EXTRACTED TEXT Start Marker

1) If social distancing were left as an advised and voluntary measure, what would the impact have been? Because that would have probably captured the same benefits without violating basic human rights (particularly the right to assemble, but also a few others).

2) The modelling that justified the lockdowns turned out to be imagining a disease far worse than COVID turned out to be. It is open to question what a collapse of the hospital system would look like in practice. Or indeed if it would have happened.

3) As far as I'm aware there isn't reliable evidence of the magnitude of lives saved or lost. We seem to have come out of COVID into a geopolitical situation that could be mistaken for the opening phase of a world war - a lot of damage was done by the COVID-era policies. If there is evidence that level of authoritarian policy was justified it isn't being waved around in this neck of the woods.



1) It was an extremely contagious disease that killed people of all ages basically at random unless you were under 20. We didn't know a lot about it, especially at the beginning. Extreme measures were warranted because we were in a state of emergency. Everyone paying attention who wasn't an ass hole understood this.

2) Do you have actual sources and analysis for this claim? I'm not trying to be a jerk here and say "source pls", but a lot of people did die, a lot of hospitals did fill up, and in places like Italy early in the pandemic, we did see it get pretty bad.

EXTRACTED TEXT End Marker
DATA EXCERPTS Start Marker

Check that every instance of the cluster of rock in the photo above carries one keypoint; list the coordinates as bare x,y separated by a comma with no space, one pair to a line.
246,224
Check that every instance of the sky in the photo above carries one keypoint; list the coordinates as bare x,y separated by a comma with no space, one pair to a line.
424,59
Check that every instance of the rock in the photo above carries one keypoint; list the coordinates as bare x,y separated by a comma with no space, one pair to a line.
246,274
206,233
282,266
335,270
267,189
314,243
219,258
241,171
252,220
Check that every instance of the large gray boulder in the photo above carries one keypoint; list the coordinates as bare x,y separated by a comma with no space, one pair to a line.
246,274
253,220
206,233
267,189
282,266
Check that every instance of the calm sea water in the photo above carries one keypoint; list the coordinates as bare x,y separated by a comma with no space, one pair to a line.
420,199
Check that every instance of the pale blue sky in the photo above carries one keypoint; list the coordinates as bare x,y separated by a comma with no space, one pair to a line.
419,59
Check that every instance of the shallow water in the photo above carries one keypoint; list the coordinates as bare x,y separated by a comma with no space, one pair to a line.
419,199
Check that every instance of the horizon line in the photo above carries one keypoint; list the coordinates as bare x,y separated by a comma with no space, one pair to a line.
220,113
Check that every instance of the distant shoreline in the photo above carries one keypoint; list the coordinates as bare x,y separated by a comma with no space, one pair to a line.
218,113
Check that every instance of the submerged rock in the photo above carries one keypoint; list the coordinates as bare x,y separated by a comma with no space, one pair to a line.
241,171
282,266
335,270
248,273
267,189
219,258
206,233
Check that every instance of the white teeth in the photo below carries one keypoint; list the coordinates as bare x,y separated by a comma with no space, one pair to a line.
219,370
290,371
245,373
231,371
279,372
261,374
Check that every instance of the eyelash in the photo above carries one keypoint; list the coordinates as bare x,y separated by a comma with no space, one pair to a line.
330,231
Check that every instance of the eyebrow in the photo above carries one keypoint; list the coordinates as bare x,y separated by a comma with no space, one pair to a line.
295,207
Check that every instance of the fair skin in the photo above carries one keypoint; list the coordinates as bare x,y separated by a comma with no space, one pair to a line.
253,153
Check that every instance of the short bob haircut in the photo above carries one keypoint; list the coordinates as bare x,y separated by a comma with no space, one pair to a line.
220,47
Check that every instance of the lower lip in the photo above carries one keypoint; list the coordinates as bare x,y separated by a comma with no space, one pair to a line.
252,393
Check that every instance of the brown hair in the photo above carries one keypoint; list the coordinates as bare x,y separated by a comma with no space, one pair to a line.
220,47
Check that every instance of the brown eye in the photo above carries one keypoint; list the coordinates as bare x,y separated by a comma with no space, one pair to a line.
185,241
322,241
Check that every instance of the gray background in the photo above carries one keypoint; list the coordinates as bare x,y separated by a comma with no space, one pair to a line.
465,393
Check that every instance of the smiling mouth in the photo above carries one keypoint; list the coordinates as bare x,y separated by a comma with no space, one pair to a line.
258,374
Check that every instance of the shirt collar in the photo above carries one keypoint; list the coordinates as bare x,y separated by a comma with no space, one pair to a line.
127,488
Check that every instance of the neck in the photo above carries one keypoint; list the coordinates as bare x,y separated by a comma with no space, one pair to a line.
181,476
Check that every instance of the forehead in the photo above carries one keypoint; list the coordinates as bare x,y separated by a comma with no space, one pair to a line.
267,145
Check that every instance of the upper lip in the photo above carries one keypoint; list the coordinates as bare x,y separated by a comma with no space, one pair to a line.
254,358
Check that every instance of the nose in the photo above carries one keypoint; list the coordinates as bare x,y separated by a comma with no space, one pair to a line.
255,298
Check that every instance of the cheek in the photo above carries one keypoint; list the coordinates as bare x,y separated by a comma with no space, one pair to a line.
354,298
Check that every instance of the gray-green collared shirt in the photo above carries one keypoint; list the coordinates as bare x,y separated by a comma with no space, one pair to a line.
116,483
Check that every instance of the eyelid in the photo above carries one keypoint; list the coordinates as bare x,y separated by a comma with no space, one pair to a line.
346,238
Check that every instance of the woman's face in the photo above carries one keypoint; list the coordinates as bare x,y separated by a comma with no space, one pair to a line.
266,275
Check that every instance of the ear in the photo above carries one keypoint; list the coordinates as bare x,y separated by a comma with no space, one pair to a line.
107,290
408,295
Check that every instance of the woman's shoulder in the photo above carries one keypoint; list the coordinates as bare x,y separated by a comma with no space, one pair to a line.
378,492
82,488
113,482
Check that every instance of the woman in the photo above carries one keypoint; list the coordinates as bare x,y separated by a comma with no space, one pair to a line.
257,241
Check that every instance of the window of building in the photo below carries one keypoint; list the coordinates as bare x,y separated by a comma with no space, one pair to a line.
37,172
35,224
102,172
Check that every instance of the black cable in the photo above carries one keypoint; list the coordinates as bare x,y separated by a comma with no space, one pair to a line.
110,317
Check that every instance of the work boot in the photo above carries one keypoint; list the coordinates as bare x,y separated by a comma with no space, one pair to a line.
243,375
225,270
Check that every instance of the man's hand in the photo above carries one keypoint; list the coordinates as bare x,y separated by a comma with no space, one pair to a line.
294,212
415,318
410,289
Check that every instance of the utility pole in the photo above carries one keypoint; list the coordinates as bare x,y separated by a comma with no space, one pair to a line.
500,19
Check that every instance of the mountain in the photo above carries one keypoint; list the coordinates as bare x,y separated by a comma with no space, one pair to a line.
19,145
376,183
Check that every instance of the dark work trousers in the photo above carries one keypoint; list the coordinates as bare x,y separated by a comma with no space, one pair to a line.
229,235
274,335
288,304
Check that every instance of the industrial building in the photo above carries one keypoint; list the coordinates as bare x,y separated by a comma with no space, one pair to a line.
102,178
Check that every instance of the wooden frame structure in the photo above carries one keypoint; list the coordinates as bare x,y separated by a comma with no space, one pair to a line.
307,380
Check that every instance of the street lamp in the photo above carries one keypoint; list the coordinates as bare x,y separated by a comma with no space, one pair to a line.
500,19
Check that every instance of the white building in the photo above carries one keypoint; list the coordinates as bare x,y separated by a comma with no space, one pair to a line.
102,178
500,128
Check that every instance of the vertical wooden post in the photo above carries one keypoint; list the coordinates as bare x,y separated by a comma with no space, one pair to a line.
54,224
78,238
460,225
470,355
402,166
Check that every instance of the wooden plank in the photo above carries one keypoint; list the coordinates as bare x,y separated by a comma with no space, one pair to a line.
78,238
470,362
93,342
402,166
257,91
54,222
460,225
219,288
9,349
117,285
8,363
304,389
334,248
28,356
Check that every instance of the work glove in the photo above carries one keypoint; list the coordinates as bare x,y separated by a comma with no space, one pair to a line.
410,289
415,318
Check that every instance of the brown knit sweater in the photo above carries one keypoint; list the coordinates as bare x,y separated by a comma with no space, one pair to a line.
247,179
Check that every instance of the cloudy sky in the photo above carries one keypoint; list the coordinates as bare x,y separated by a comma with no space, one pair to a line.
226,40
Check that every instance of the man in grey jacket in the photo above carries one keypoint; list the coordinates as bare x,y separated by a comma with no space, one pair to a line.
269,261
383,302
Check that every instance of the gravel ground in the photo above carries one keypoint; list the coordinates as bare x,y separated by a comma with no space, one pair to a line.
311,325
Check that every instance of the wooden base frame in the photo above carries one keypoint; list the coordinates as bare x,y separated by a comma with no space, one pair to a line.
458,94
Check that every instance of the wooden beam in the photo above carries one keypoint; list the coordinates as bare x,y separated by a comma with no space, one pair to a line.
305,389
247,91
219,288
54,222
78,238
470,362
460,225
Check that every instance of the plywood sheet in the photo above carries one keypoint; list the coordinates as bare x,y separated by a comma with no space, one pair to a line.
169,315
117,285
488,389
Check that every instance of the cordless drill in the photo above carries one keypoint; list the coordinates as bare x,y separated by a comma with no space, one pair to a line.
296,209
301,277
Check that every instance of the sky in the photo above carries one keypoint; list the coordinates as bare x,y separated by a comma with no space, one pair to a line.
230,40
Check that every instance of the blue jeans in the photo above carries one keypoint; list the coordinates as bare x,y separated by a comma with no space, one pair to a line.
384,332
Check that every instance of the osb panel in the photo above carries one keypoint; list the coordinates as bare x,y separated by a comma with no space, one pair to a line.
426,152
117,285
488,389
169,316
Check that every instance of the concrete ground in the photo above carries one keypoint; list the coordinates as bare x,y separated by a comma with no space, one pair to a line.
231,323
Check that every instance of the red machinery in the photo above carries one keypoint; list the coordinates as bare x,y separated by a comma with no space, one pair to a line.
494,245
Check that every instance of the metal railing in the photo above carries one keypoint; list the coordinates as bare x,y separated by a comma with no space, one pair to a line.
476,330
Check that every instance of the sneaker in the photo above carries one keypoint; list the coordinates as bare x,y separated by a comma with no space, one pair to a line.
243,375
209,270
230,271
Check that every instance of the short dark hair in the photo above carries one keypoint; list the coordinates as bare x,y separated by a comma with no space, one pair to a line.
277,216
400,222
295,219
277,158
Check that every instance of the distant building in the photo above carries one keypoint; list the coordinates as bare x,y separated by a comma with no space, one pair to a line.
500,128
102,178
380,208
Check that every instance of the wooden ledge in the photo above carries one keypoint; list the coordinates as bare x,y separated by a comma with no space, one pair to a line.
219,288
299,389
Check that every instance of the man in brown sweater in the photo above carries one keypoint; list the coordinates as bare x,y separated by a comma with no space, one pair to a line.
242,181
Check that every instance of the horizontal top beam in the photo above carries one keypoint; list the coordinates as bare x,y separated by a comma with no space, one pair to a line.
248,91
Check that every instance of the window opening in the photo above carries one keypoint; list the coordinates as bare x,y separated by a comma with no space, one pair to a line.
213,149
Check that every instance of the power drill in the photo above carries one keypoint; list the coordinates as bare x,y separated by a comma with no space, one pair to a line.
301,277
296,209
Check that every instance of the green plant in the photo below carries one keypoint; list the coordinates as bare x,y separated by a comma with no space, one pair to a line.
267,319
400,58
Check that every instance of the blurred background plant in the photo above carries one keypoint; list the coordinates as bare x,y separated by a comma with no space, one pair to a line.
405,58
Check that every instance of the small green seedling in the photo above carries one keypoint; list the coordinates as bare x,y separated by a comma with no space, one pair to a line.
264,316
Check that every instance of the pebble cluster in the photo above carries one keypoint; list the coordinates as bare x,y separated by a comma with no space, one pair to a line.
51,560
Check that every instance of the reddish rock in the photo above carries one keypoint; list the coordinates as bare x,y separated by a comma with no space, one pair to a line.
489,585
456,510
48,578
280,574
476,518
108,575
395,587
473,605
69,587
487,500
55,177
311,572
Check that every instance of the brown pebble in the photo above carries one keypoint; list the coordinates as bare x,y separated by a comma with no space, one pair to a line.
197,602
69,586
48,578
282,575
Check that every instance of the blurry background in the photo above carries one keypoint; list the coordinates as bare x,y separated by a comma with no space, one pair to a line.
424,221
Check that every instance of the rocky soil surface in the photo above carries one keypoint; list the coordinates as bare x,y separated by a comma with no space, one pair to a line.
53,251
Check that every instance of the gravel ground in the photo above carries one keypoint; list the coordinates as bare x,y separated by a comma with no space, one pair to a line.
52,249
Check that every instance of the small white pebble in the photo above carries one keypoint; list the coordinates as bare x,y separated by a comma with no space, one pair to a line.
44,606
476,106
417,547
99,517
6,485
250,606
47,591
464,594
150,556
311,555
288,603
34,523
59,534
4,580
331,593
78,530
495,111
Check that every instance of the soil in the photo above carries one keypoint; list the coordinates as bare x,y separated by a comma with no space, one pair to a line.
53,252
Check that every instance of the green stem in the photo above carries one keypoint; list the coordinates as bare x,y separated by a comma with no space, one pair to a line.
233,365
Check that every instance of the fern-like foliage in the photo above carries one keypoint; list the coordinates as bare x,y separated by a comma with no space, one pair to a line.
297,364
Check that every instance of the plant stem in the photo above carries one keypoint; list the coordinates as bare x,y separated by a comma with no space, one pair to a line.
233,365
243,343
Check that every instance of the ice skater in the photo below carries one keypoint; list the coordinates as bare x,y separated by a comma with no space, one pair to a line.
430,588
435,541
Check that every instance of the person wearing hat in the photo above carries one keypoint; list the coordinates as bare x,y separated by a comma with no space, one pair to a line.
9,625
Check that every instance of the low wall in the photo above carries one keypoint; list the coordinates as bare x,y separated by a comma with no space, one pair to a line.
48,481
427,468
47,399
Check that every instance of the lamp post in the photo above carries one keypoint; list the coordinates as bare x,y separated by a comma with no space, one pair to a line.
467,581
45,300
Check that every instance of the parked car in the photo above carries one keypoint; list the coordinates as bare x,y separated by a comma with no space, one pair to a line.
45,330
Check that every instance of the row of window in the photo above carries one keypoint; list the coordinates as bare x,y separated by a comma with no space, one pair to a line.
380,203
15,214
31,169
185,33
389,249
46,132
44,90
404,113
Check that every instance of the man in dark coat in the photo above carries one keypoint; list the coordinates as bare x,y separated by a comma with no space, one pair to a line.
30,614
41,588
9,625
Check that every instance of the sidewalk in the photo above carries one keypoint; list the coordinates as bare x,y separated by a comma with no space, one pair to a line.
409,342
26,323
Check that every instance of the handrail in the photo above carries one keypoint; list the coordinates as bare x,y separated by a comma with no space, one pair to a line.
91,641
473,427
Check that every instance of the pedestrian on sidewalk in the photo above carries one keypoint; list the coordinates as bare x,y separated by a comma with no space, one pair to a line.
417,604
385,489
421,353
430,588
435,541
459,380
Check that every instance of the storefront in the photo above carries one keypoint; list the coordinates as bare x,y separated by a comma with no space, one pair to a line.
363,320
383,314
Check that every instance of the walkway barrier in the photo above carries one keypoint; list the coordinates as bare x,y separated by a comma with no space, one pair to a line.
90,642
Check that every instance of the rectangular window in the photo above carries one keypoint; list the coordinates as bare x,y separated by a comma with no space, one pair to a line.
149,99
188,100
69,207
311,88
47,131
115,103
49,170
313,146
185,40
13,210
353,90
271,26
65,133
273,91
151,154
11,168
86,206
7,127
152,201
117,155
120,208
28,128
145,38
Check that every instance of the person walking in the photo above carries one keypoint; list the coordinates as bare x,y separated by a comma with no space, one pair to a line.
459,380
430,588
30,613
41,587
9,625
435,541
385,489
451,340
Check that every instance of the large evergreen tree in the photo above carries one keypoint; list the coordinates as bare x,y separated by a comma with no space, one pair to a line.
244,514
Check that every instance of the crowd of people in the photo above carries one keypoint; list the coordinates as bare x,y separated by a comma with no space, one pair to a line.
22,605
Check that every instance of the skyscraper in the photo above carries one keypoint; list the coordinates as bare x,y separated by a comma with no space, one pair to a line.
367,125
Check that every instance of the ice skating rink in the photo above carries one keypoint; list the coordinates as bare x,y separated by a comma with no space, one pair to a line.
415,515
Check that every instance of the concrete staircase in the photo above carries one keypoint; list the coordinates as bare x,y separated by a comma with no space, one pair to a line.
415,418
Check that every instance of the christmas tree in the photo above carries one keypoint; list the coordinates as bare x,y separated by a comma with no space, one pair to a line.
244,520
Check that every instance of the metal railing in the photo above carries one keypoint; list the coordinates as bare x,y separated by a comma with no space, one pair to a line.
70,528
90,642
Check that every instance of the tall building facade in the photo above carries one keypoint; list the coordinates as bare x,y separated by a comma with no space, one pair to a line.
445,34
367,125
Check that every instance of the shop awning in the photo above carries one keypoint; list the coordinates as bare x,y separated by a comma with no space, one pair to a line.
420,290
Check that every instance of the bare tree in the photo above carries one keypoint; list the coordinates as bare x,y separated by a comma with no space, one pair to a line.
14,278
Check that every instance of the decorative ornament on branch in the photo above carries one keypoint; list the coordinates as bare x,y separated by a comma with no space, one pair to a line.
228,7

DATA EXCERPTS End Marker

◆ EXERCISE REQUIREMENTS
In the exchange about COVID lockdowns, why does the reply beginning "It was an extremely contagious disease" say extreme measures were warranted? Answer in one to three sentences.

◆ ANSWER
It says extreme measures were warranted because there was a state of emergency. The disease was extremely contagious and killed people of all ages basically at random unless they were under 20. Little was known about it, especially at the beginning.